Цель задания: Напишите продолжение текста о школе-интернате для детей навахо в Туба-Сити, начиная сразу после его последнего предложения.

Тем более что она обнаруживала истинное понимание, рассуждая о трудностях психологической адаптации индейских детей. Приехав из пустыни, из родительских хоганов, где жизнь сливается с жизнью природы и весь мир с детства знаком, как свои пять пальцев, они сталкиваются с таким обилием новых незнакомых и невероятных вещей и понятий, которое подавляет, гнетет их и заставляет сопротивляться, бунтовать – из инстинкта самосохранения. Там, живя в хоганах, они вольны, свободны, эти дети природы. А тут цивилизация – не только разрывающий сознание «взрыв информации», но и покушение на свободу (что бы ни говорил Джеймс Хоуэлл), жизнь по команде, унылый, заведенный раз и навсегда порядок, дисциплина. Представьте потрясение маленького навахо.
Но большинство, по словам директрисы, так или иначе перестраивается и приспосабливается, рано или поздно свыкается с новым образом жизни. Хотя немало случаев, когда дети убегают из школы домой. Особенно из четвертых и пятых классов, в переходном возрасте, на половине школьного пути. Иногда их приводят назад родители, иногда за беглецами школа-интернат отряжает своих людей. Иногда они так и не возвращаются .
Мы заходили в классы на занятия. В первом классе меня сфотографировали с самыми маленькими учениками и ученицами, напряженно уставившимися в фотоаппарат. Мальчики все были коротко стрижены, в ковбойках, девочки – в платьицах, с прямыми черными волосами. На уроке они разучивали цифру. «9», немножко говорили по-английски и для гостя хором исполнили уже разученную популярную американскую песню «Америка красивая». Среди учебных пособий в классе были игрушечная газовая плита и стиральная машина.
В образцовой школе-интернате действительно не было секретов, кроме одного, но ведь и его не скрывала мисс Джоргенсон. Это не просто учебное заведение. Это – санпропускник, пункт по ускоренной ассимиляции. В школьных классах подписывают акт отречения от своего народа.
Цивилизацию в Туба-Сити представляет не только американское государство (школой-интернатом), но и частный бизнес. И к этому второму форпосту «господствующей культуры» повезла меня мисс Джоргенсон после осмотра школы.

(Записи с разметкой положения объектов)
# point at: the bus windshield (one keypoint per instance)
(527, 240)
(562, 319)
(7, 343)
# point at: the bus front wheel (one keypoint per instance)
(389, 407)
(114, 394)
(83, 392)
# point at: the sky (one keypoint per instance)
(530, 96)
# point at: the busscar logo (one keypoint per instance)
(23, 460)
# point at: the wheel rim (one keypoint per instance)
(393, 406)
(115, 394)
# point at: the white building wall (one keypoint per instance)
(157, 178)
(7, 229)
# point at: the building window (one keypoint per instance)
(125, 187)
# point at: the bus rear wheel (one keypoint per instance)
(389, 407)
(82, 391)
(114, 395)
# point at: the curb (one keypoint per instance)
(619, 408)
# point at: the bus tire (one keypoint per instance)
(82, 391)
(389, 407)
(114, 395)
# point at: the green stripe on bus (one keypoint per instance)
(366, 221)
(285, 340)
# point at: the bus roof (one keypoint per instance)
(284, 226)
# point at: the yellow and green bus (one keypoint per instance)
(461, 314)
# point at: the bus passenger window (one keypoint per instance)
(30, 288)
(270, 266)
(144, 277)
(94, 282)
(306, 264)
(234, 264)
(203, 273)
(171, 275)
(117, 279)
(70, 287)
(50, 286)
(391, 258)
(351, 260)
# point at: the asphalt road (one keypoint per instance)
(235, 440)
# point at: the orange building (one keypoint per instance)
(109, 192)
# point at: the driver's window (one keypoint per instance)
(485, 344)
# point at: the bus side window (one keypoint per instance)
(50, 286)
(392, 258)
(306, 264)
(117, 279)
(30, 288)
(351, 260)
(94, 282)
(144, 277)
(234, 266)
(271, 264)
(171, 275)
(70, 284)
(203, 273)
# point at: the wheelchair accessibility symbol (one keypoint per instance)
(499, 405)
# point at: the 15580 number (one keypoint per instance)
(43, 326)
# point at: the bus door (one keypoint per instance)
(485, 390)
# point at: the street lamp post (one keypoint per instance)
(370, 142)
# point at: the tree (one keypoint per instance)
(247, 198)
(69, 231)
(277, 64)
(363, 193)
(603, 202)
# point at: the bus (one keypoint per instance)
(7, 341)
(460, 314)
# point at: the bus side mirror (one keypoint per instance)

Результат упражнения:
В двух милях на юго-запад от Туба-Сити стоит у дороги желтого цвета приземистый дом – торговый пост Керли. Что это такое? Торговый пост совмещает функции сельмага, фактории, где происходит обмен товаров, ломбарда, куда закладываются разные вещи и драгоценности.
У двери недвижным языческим божком сидел самый натуральный древний индеец в черной шляпе с прямыми полями, с морщинистым старушечьим лицом. За кассой стояла миловидная индианка. Несколько женщин навахо в цветастых цыганистых юбках и шалях присматривались к пестрым, броским этикеткам на жестянках и картонках, которые доставила в аризонскую пустыню американская цивилизация. За домом была вырыта яма, имевшая вполне конкретное назначение,– утонув чуть ли не по шею в подвешенном над ямой длинном мешке, размахивая руками и с трудом сохраняя равновесие, ходуном ходил, плясал индеец, уминая шерсть. Там, с заднего хода, навахо сдают шерсть и мясо.
А властвовал над всем голубоглазый холеный здоровяк в тугих джинсах и шляпе вестерн на красивой бритой голове. Владелец торгового поста. Чистокровный «англо», как зовут индейцы белых американцев. Он приветливо улыбнулся мисс Джоргенсон, протянул мне крепкую ладонь и согласился удовлетворить мою любознательность.
Продукты в картонках, банках и склянках, к которым приглядывались индианки, меня не заинтересовали – это сокращенный набор любого американского супермаркета. Голубоглазый здоровяк, бряцая ключами, провел нас в кладовую, за металлическую решетку, раздвигаемую, как гармошка, и обитую сталью дверь. Глаза разбежались. Там был, ни дать ни взять, филиал музея индейского искусства – и побогаче того, что показали мне в Флагстаффе. По стенам этого немалого помещения без окон висели десятки широких кожаных, расшитых серебряными узорами поясов (их носят и мужчины и женщины навахо) – с большими бляхами из серебра, украшенными тонкой красивой насечкой. Над поясами, а также за стеклом шкафов едва ли не сотни ожерелий, браслетов, бус. Старинные ружья, седла, сбруя. Ковры и коврики ручной работы.
Я увидел поэзию навахо, их любовь к неброской красоте, к благородной скупой игре серебра и бирюзы в древних бурых прожилках. Как шерсть и мясо, эта редкая красота обменивалась на соль, крупу, муку, сахар, консервы. Красота, узнал я, текла неиссякаемым ручьем. По словам владельца, каждый день приносят ему эти вещицы.
Вынув из шкафа, он покачал на ладони ожерелье с большими камнями бирюзы, уложенными подковой на серебре,– на счастье.
– Это старинная вещица. Долларов на пятьсот потянет .
Я посмотрел на ярлык, привязанный ниточкой к ожерелью. Его заложили за восемнадцать долларов. Здоровяк не смутился.
– Ну что ж, и выкупят за восемнадцать плюс пять процентов.
– А если не выкупят, за пятьсот продадите? – За пятьсот и продам.
Внешне ничего в нем нет от известных литературных образов ростовщиков – Шейлока, Гобсека, Скупого рыцаря, но суть та же.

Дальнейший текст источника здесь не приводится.